- Born: July 22, 1960 (age 66) Vancouver, British Columbia, Canada
- Occupation: Actor
- Years active: 1988–present

= Daryl Shuttleworth =

Canadian actor (born 1960)

Daryl Shuttleworth (born July 22, 1960) is a Canadian actor. He has had numerous small roles in a wide variety of North American television shows and films over the years, but is best known for his role as Detective Sean "Bub" Bailey in the gay-themed Donald Strachey mystery films.

Shuttleworth is the former president of the Canadian Virtual Airlines, a roleplaying simulation about piloting airplanes. He played two different roles in the Stargate SG-1 television series. He has appeared in 6 TV pilots.

========

Summarize the Daryl Shuttleworth profile in two sentences.

Provided data>
========

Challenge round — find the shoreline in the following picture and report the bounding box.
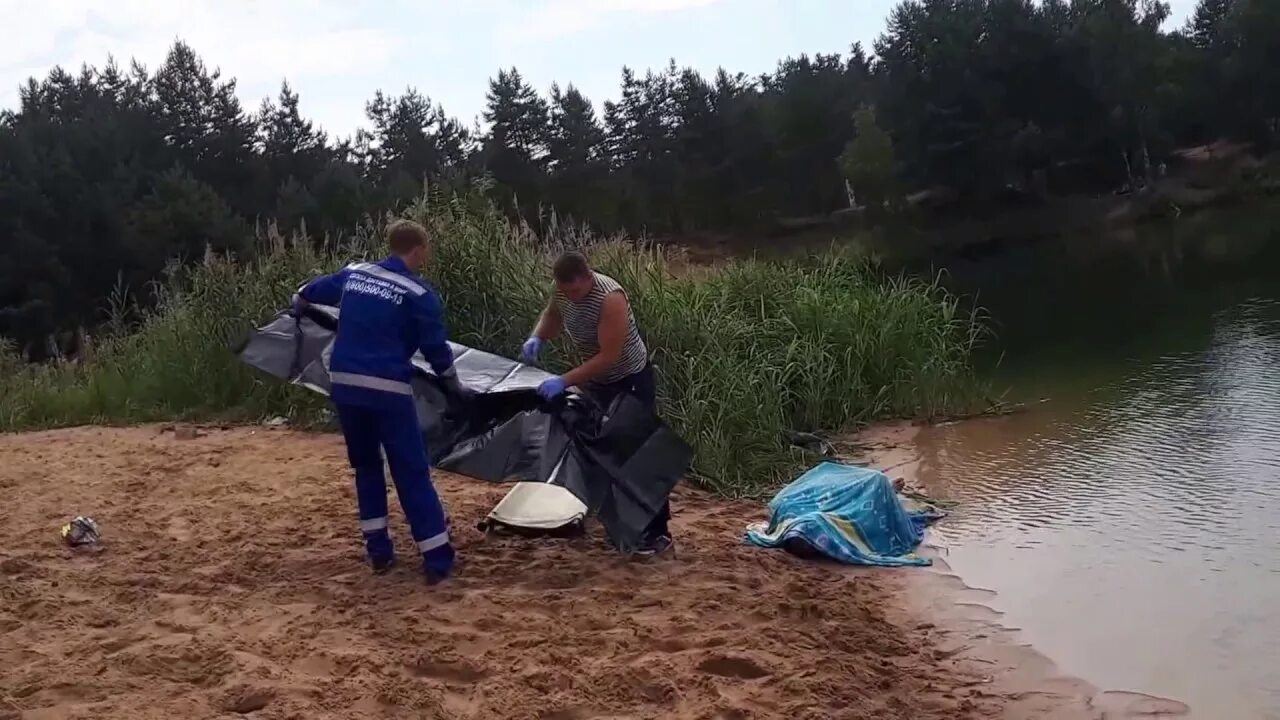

========

Answer in full>
Daryl Shuttleworth, born July 22, 1960, in Vancouver, is a Canadian actor who has had many small roles in North American television shows and films but is best known as Detective Sean "Bub" Bailey in the Donald Strachey mystery films. He played two different roles in Stargate SG-1, has appeared in six TV pilots, and is a former president of the Canadian Virtual Airlines, a roleplaying simulation about piloting airplanes.